### DO THIS:
Repeat each entry word for word. Leave any images out of the copy.

[Start]

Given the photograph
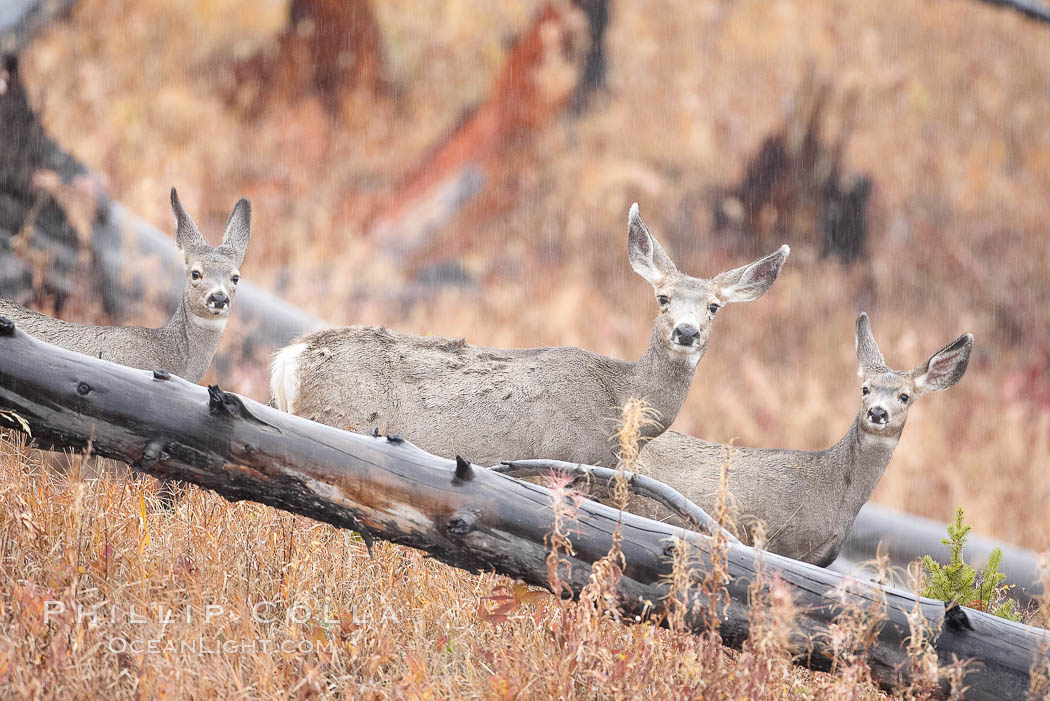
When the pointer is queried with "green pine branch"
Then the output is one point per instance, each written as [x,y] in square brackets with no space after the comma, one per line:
[960,583]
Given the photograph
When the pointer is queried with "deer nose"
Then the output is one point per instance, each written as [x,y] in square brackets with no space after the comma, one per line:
[878,415]
[685,334]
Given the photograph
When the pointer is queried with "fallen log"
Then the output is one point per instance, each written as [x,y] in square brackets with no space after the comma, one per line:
[1032,9]
[636,483]
[471,518]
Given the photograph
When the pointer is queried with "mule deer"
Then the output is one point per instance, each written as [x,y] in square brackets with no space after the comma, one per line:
[449,397]
[187,342]
[807,500]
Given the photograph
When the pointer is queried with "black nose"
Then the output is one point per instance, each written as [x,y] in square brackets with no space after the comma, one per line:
[686,334]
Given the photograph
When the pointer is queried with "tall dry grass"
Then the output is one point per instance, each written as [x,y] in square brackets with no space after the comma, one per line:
[951,124]
[104,593]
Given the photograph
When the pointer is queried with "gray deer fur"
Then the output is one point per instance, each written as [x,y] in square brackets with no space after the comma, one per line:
[450,398]
[807,500]
[186,343]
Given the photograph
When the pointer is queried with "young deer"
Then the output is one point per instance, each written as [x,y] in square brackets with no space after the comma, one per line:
[807,500]
[449,397]
[186,344]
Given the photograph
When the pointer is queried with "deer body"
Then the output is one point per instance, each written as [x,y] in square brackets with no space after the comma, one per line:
[186,343]
[807,500]
[489,404]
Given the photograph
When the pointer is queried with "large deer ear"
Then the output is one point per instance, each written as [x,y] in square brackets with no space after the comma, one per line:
[867,349]
[750,282]
[946,366]
[238,229]
[646,255]
[188,237]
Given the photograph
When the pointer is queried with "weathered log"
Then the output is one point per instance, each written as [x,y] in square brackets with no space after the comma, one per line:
[470,518]
[907,537]
[904,536]
[636,483]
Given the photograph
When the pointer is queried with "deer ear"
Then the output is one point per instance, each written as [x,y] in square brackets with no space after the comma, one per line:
[188,237]
[750,282]
[946,366]
[238,229]
[867,349]
[646,255]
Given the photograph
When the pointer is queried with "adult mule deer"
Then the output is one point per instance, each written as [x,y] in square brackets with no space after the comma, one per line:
[807,500]
[449,397]
[186,343]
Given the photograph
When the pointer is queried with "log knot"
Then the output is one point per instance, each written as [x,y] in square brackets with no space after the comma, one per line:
[957,618]
[463,470]
[226,403]
[462,522]
[152,453]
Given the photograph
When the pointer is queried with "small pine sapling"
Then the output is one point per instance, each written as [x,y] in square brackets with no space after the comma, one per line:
[958,582]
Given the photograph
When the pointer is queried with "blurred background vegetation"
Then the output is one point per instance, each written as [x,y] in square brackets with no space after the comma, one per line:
[445,169]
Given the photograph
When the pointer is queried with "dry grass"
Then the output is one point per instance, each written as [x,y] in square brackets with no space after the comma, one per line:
[951,126]
[102,592]
[950,123]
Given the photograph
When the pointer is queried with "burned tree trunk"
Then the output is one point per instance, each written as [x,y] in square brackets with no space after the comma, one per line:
[469,517]
[330,48]
[796,182]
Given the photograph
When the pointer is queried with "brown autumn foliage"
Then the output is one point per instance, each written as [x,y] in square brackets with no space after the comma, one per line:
[949,121]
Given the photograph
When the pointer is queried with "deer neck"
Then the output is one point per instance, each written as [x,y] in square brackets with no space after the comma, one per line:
[857,463]
[192,341]
[662,378]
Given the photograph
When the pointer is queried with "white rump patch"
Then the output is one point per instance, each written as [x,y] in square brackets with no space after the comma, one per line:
[285,377]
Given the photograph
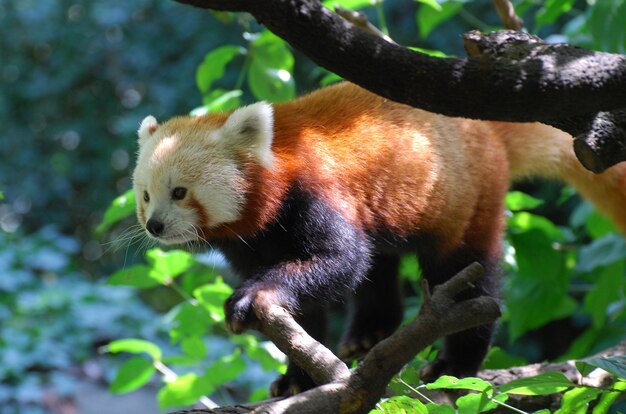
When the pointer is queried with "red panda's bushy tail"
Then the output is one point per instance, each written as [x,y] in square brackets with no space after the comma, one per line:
[540,150]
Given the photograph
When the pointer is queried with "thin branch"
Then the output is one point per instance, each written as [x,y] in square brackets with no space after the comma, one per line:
[543,86]
[507,14]
[358,391]
[531,82]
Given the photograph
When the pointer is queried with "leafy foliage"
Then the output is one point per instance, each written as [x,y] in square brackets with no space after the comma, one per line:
[51,317]
[554,272]
[71,102]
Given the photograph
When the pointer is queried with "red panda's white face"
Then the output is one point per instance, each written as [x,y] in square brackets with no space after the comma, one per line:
[188,176]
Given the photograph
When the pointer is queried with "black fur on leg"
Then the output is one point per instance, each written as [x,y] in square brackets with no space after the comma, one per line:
[376,309]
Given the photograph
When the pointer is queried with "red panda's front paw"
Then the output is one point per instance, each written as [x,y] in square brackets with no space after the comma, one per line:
[240,307]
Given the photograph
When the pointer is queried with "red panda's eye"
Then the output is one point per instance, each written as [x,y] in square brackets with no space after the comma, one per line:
[179,193]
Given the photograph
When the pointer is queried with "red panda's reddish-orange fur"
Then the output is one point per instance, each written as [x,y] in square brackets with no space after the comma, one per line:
[369,176]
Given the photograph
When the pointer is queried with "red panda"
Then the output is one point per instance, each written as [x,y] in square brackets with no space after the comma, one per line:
[310,198]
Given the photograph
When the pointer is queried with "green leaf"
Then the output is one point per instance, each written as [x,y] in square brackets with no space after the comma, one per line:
[439,409]
[542,384]
[167,265]
[225,369]
[136,276]
[428,18]
[583,344]
[432,3]
[403,405]
[212,297]
[608,398]
[598,225]
[523,221]
[616,365]
[606,24]
[134,346]
[258,351]
[330,78]
[609,288]
[184,390]
[601,252]
[578,399]
[214,64]
[133,374]
[121,207]
[452,383]
[552,10]
[516,200]
[194,347]
[538,293]
[473,403]
[269,73]
[267,83]
[219,100]
[188,319]
[497,358]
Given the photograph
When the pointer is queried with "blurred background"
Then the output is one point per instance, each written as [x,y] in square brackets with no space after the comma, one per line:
[76,79]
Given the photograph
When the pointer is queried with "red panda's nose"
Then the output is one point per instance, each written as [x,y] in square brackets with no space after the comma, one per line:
[155,227]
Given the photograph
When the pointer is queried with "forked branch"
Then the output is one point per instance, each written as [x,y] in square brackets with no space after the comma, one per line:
[359,390]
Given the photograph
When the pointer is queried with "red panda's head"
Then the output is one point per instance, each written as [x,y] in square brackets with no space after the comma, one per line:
[189,176]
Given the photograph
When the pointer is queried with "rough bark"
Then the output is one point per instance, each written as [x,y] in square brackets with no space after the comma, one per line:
[545,83]
[359,390]
[309,403]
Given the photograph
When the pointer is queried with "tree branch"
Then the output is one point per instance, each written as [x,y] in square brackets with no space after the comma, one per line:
[537,82]
[563,81]
[359,390]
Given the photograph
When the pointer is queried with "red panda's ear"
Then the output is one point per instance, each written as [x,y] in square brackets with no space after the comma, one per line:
[251,129]
[147,128]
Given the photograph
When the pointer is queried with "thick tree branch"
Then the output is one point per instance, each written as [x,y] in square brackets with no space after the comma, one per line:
[531,82]
[563,81]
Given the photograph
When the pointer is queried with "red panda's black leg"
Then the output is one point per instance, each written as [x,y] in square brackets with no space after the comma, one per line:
[377,308]
[462,353]
[310,253]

[End]

### FINISHED EXERCISE:
Given the photograph
When the pointer is queried with "green pine branch"
Then the output is one point per instance, each written as [x,y] in square brackets with no space after the comma, one per line:
[960,583]
Given the photograph
When the pointer is queried with "deer nose"
Then the output is one point per instance, each written as [x,y] in square brackets with no space after the comma, one per line:
[878,415]
[685,334]
Given the photograph
When the pointer is queried with "fallen log"
Then the output is one point per instance, each written as [x,y] in square brackets with no space after the comma, one per line:
[1032,9]
[636,483]
[471,518]
Given the photograph
When the pointer is queried with "mule deer"
Then the output is one point per instance, each written as [x,y] in square brackets with no space after the comma, one per line:
[449,397]
[187,342]
[807,500]
Given the photograph
When the pointer is queried with "black nose"
Then the output is one point per instance, each written as [x,y] in square brackets with no space after the comma, one per line:
[686,334]
Given the photograph
When the pointer is queried with "tall dry grass"
Then the output is one point per instance, each written as [x,y] in square brackets with no space after the comma, one per line:
[951,124]
[104,593]
Given the photograph
When the pointer is queried with "gray deer fur"
Then the output is one point per instance, each written as [x,y] in square brackets with no space after the comma, one per line:
[450,398]
[807,500]
[186,343]
Given the photograph
When the pointer is queried with "young deer"
Then the output is one point per instance, each written as [x,y] in square brackets with no space after the comma, one per line:
[807,500]
[449,397]
[186,344]
Given the photograph
When the pointer is queried with "deer body"
Then the output is one point per instance, each written as [x,y] in square brackets with no space after the comma, one per line:
[186,343]
[807,500]
[489,404]
Given the photograph
When the pointer is queried with "large deer ear"
Then the output is one point per instance, each written as [x,y] in square brackets with no space after the comma, one per line:
[867,349]
[750,282]
[946,366]
[238,229]
[646,255]
[188,237]
Given the photograph
When the pointer is queried with "weathered log"
Then the output is one point per instance, each written as [x,y] in square brackets with no space after the comma, one per line:
[470,518]
[907,537]
[904,536]
[636,483]
Given the photograph
When the pointer is queried with "deer ear"
Then the output is one point per instance, each written as [x,y] in square brackets with no space after the comma, one per line:
[188,237]
[750,282]
[946,366]
[238,229]
[867,349]
[646,255]
Given the photograph
When the pointer is queried with "adult mule deer"
Then the output is one point per instance, each written as [x,y] in square brackets with no space after the comma, one per line:
[807,500]
[449,397]
[186,343]
Given the photograph
When the pointer is queried with "log knot"
Then the output is one point per instance, each written as [x,y] in square brackets with no space after the comma, one per line:
[957,618]
[463,470]
[226,403]
[462,522]
[152,453]
Given the photograph
When the pointer is queried with "small pine sapling"
Then the output is one point per instance, each written as [x,y] in square brackets with no space after the comma, one per line:
[958,582]
Given the photograph
When the pointer is queried with "blurred background vegetation"
Then the output is one point per instance, each written as [x,y] in square brackets with no space after the comma, one per line:
[445,169]
Given the photograph
When the pointer is queried with "dry grass"
Then the output is one point per instance, each written as [x,y] in square brackets with no space after the comma, one per line:
[951,126]
[102,592]
[950,123]
Given the photograph
When the pointer is queried with "burned tree trunk"
Then the output is one point per instance, each written as [x,y] in square brackets with no space after the comma, one per line:
[469,517]
[330,48]
[796,182]
Given the photograph
When the pointer is queried with "brown autumn foliage"
Then the output is one point per instance, each written as [x,y] in square brackets with no space after the comma, one per line:
[949,121]
Given the photograph
When the pointer is queried with "deer neck"
Then the output is one point per instance, each written as [x,y] in square brackets with no space after the comma, one per line:
[857,463]
[192,341]
[662,378]
Given the photograph
When the pointer is queried with "white rump patch"
Then the output is one point per instance, each written as [x,y] in square brackets with no space after the comma, one per line:
[285,377]
Given the photograph
When the pointer is queried with "red panda's bushy tail"
Then the output is one point per instance, each written as [x,y] in square brackets with no space after the comma, one per line:
[540,150]
Given the photograph
When the pointer is queried with "thin branch"
Then the output is one point per instance, each written as [x,y] in square brackets with no space after the comma, one per line:
[543,86]
[507,14]
[358,391]
[531,82]
Given the photograph
When the pointer is queried with "leafy foliage"
Then the output is one point per instance, each written as [x,y] in square brackets with no space after the comma, one per line:
[51,317]
[554,272]
[71,102]
Given the photograph
When the pointer is queried with "red panda's white face"
Then the output is one point per instance, each written as [x,y] in square brackets with no space after the comma, one per line:
[188,176]
Given the photograph
When the pointer is queried with "black fur on leg"
Then the output is one point per instance, each written as [x,y] in square brackets with no space after the comma, one per line:
[376,309]
Given the photograph
When the pointer is queried with "red panda's front paw"
Then the output is one point per instance, each written as [x,y] in square brackets with no space after the comma, one per line:
[240,307]
Given the photograph
When the pointer is queried with "red panda's eye"
Then the output is one point per instance, each written as [x,y] in square brackets with no space after the comma, one per line:
[179,193]
Given the photograph
When the pointer is queried with "red panda's reddish-orange fur"
Then the output is one point per instance, each written as [x,y] in square brackets with no space after the comma, one per line:
[369,176]
Given the photograph
When the pointer is queried with "red panda"
Then the output is one point per instance, each written as [x,y] in square brackets with no space after the comma, one per line:
[310,198]
Given the photograph
When the pointer is queried with "green leaf"
Then the output is one point per instance, each written as [x,y] in square brackets with no space after the comma, one per line:
[439,409]
[542,384]
[167,265]
[225,369]
[136,276]
[428,18]
[583,344]
[432,3]
[403,405]
[212,297]
[608,398]
[598,225]
[523,221]
[616,365]
[606,24]
[134,346]
[258,351]
[330,78]
[609,288]
[184,390]
[601,252]
[578,399]
[214,64]
[133,374]
[121,207]
[452,383]
[552,10]
[516,200]
[194,347]
[538,293]
[473,403]
[269,73]
[267,83]
[219,100]
[188,319]
[497,358]
Given the photograph
When the pointer is queried with "blurred background"
Then the output is one point per instance, each written as [x,y] in square brackets with no space after the comma, one per line:
[76,79]
Given the photograph
When the pointer is queried with "red panda's nose"
Then the output is one point per instance, each written as [x,y] in square brackets with no space after the comma, one per line:
[155,227]
Given the photograph
When the pointer is queried with "forked branch"
Then the output is one point per instance, each written as [x,y] in square brackets with no space after the comma, one per line:
[359,390]
Given the photograph
When the pointer is queried with "red panda's head"
Then the output is one point per instance, each written as [x,y] in square brackets with no space after the comma, one per line:
[189,176]
Given the photograph
When the pointer is queried with "rough bark"
Then the output is one point per instance, each written as [x,y] in square brackets with no space after the comma, one per line:
[545,83]
[359,390]
[309,403]
Given the photograph
When the pointer is queried with "tree branch"
Then the output is one point per instance, each written as [x,y] in square brackets with no space after the comma, one per line:
[537,82]
[563,81]
[359,390]
Given the photograph
When the pointer is queried with "red panda's ear"
Then the output is one point per instance, each written as [x,y] in square brackets with no space after the comma, one per line:
[251,129]
[147,128]
Given the photograph
When the pointer is queried with "thick tree branch"
Then the output is one point per instance, each written as [x,y] in square brackets with no space after the comma, one per line:
[531,82]
[563,81]
Given the photograph
When the pointer is queried with "red panda's black leg"
Then the output is one point per instance, each written as [x,y] in square brackets with no space after the comma, one per line:
[377,308]
[462,353]
[310,253]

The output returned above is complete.